**Data entries**
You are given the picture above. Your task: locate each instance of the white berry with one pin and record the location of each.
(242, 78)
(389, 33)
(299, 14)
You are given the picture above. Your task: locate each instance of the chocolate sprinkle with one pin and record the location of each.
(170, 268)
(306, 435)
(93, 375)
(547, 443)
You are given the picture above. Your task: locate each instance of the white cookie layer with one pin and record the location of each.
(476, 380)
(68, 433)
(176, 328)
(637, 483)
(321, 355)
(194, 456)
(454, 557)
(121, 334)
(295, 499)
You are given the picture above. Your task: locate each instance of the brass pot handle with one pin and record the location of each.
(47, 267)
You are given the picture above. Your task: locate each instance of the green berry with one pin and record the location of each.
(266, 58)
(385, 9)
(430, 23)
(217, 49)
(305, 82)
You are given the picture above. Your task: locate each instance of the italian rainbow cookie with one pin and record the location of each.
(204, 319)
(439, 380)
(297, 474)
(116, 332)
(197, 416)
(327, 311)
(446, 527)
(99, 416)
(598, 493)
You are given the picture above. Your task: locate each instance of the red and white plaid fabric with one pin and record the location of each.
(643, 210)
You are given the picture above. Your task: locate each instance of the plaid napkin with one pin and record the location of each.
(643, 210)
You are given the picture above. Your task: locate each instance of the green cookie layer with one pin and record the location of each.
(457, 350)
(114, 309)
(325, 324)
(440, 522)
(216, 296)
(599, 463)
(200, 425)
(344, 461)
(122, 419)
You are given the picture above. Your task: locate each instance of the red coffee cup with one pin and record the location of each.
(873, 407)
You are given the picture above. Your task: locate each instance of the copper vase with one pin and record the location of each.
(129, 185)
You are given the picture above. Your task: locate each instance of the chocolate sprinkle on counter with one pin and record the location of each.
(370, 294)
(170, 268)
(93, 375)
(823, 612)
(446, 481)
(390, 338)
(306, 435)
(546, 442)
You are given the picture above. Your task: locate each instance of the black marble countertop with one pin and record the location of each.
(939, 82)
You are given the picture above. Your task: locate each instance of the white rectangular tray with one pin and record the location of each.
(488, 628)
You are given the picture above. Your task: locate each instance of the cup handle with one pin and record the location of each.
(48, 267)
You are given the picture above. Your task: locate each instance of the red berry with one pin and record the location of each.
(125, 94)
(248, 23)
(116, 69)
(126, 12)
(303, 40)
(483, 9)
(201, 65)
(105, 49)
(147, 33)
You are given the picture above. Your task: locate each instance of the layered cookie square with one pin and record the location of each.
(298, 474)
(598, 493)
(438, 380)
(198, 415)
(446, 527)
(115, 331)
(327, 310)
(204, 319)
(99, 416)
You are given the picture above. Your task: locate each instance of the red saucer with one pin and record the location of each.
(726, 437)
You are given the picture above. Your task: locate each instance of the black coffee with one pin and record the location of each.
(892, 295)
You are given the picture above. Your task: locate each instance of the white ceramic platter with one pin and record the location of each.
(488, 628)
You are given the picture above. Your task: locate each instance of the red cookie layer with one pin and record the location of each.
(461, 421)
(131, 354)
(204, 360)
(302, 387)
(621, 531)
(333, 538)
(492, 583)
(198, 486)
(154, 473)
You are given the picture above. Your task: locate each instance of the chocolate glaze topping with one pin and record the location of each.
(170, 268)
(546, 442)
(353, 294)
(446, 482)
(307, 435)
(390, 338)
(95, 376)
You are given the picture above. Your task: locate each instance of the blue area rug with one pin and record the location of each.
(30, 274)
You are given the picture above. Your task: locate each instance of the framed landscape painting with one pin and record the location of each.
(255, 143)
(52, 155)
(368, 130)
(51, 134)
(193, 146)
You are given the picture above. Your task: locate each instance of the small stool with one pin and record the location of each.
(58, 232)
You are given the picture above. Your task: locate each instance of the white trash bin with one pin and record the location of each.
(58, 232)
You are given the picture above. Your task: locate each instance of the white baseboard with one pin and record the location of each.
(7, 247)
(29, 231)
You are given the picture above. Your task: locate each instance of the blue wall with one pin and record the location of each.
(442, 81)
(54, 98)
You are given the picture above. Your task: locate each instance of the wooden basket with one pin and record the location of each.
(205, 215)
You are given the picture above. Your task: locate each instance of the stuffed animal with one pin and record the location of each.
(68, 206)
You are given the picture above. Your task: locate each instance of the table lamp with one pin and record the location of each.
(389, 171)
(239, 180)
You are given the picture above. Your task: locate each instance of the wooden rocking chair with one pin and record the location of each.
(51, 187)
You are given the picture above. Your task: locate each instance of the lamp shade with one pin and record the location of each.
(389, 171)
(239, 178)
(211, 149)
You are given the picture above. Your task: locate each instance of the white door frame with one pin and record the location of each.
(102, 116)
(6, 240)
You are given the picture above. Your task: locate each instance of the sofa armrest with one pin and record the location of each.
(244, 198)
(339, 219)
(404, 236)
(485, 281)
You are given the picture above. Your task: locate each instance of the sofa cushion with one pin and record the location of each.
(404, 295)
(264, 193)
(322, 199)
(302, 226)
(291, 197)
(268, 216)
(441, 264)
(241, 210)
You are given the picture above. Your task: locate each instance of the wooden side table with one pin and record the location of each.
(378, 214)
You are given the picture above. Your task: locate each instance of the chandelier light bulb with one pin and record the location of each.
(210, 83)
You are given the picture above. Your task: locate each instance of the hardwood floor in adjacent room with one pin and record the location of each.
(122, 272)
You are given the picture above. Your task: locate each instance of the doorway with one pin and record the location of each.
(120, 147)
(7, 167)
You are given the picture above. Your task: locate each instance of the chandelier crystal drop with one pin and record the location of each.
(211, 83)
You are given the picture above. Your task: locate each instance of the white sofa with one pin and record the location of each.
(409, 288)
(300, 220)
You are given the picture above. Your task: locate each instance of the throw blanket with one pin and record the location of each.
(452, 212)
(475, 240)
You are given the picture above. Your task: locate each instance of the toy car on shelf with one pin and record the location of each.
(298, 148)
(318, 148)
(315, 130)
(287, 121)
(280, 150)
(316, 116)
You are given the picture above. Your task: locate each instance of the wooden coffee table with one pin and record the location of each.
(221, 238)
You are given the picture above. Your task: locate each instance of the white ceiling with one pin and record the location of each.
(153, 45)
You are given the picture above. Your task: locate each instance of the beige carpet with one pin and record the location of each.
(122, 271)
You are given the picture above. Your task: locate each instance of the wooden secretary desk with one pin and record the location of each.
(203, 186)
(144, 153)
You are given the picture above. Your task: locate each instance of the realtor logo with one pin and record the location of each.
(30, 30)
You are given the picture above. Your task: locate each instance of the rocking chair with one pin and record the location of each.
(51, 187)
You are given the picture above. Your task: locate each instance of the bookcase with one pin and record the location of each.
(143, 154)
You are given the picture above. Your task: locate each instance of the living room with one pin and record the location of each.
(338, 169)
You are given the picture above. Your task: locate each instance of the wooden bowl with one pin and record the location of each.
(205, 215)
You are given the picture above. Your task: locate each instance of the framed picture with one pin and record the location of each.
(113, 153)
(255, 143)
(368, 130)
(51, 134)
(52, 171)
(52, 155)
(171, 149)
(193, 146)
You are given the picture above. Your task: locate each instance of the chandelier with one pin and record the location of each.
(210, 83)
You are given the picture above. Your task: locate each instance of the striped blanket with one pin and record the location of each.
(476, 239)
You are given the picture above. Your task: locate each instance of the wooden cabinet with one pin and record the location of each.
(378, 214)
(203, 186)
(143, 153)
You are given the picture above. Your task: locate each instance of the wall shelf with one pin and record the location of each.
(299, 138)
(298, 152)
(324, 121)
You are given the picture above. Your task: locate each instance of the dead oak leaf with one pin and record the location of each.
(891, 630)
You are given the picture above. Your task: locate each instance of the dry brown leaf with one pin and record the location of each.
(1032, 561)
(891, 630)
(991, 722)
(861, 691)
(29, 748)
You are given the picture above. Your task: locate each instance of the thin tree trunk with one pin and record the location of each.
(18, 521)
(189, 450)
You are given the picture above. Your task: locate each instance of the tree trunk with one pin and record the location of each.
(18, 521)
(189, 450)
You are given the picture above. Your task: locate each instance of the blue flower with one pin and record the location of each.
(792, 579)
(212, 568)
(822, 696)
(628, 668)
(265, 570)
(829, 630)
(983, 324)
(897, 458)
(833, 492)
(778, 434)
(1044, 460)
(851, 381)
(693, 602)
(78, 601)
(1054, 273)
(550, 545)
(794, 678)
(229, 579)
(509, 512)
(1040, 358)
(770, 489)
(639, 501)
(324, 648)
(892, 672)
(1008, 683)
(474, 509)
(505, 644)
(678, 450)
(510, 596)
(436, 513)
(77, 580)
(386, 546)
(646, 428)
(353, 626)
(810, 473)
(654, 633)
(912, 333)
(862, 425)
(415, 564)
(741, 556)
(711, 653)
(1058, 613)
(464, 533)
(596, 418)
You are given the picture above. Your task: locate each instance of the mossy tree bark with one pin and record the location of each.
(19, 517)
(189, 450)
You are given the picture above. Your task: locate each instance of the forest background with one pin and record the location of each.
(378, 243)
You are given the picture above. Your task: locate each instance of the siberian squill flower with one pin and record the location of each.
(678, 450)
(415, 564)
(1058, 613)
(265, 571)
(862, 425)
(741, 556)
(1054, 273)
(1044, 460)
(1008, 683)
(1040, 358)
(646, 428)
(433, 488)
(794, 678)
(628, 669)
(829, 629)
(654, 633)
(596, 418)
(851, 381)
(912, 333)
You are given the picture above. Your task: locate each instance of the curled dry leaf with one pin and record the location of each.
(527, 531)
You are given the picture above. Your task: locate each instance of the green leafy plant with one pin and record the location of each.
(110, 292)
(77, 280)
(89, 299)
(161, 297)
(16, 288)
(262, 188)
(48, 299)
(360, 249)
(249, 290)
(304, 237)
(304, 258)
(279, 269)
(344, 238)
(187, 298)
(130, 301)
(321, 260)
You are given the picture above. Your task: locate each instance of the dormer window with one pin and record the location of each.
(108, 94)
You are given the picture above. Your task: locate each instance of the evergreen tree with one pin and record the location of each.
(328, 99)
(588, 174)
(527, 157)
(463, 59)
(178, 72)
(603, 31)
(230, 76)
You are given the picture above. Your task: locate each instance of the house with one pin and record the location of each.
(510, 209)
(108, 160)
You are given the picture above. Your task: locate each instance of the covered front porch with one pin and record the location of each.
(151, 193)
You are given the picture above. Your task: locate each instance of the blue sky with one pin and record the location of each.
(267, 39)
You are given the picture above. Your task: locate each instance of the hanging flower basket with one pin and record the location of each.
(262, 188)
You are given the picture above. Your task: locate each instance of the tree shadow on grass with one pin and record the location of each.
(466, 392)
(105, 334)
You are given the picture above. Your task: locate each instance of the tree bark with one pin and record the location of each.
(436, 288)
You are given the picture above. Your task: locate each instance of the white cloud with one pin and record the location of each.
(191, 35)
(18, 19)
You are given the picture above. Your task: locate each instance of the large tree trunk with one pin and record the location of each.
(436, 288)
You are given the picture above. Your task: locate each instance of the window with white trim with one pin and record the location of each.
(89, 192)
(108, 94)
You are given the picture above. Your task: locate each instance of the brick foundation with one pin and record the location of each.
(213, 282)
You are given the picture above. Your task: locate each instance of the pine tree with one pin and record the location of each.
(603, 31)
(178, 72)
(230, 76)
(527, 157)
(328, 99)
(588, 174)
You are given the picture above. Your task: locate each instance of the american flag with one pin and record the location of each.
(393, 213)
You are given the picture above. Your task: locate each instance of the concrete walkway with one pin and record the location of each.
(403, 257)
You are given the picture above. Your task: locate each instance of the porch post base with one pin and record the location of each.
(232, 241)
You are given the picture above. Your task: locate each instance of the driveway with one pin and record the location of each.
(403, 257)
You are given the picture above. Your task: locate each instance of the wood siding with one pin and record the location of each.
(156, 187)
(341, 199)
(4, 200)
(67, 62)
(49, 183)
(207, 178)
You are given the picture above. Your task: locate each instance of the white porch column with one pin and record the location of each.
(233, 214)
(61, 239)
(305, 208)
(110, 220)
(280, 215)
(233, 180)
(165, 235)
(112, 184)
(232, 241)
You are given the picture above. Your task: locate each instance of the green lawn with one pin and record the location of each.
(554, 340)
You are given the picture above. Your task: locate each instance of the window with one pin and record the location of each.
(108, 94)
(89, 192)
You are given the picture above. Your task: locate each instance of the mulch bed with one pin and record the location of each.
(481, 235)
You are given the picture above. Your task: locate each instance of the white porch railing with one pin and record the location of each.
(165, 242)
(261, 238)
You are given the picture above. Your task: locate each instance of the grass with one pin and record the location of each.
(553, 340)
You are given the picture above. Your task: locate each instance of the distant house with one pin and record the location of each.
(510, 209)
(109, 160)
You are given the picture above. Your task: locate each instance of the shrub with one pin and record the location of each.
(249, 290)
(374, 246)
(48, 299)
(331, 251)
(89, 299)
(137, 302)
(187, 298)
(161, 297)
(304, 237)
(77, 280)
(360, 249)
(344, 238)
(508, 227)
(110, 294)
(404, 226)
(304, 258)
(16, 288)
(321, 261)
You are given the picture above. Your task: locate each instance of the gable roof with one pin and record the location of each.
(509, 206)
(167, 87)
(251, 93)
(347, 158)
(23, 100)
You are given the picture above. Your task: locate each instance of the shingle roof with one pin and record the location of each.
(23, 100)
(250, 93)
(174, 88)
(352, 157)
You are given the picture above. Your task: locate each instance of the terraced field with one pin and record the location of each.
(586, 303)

**Directive**
Copy out the data again word for word, starting at the line that contains "of the gable" and continuing through the last line of the data.

**Written solution**
You are given the picture above. Your task: locate each instance of the gable roof with one pin and record the location of each.
(509, 206)
(167, 87)
(251, 93)
(347, 158)
(23, 100)
You are given the picture above. Your task: locate each instance of the shingle roof with one pin and record the location of each.
(23, 100)
(250, 93)
(174, 88)
(352, 157)
You are given the picture above. Your task: locate each instance of the terraced field with one pin and record the location of each.
(586, 303)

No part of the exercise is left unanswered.